Reading passage:
- - - - -

However when I tried having a TCP flow running in the background(by using iperf), both the RTP and SCTP flows get killed as can be seen in this plot: image The plot is probably a bit confusing since the labelling is a bit weird, but you can at least clearly see after the 100000ms mark(when I started the background traffic) that all the flows gets less than 0,5mbit even though the link has a capacity of 10mbit! I think the reason for this is that the FSE-NG only uses update calls from GCC which are delay- based to set the max_cwnd of the SCTP. This means that neither has a chance of competing with the TCP flow, the RTP flows never had a chance probably, and the SCTP gets dragged down with them since the FSE-NG only allows it to have max_cwnd lower or equal to the rates given by GCC.

Do you have any other ideas for cases I can test with to further show that FSE-NG is not good enough, at least in it's current version?

- - - - -

Parts of the exercise:
a - In the forum post, what tool was used to run the TCP flow in the background?
b - Update the forum post starting at "However when I" and ending at "given by GCC.", with "iperf" changed to "netperf".
Rely only on the forum post.

Data block:
- - - - -

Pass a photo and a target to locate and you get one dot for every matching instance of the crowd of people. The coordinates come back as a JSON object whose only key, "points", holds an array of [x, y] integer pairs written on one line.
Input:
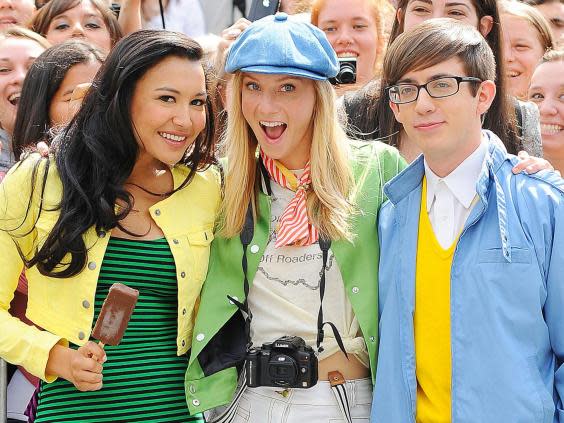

- - - - -

Answers for this exercise:
a - iperf

b -
However when I tried having a TCP flow running in the background(by using netperf), both the RTP and SCTP flows get killed as can be seen in this plot: image The plot is probably a bit confusing since the labelling is a bit weird, but you can at least clearly see after the 100000ms mark(when I started the background traffic) that all the flows gets less than 0,5mbit even though the link has a capacity of 10mbit! I think the reason for this is that the FSE-NG only uses update calls from GCC which are delay- based to set the max_cwnd of the SCTP. This means that neither has a chance of competing with the TCP flow, the RTP flows never had a chance probably, and the SCTP gets dragged down with them since the FSE-NG only allows it to have max_cwnd lower or equal to the rates given by GCC.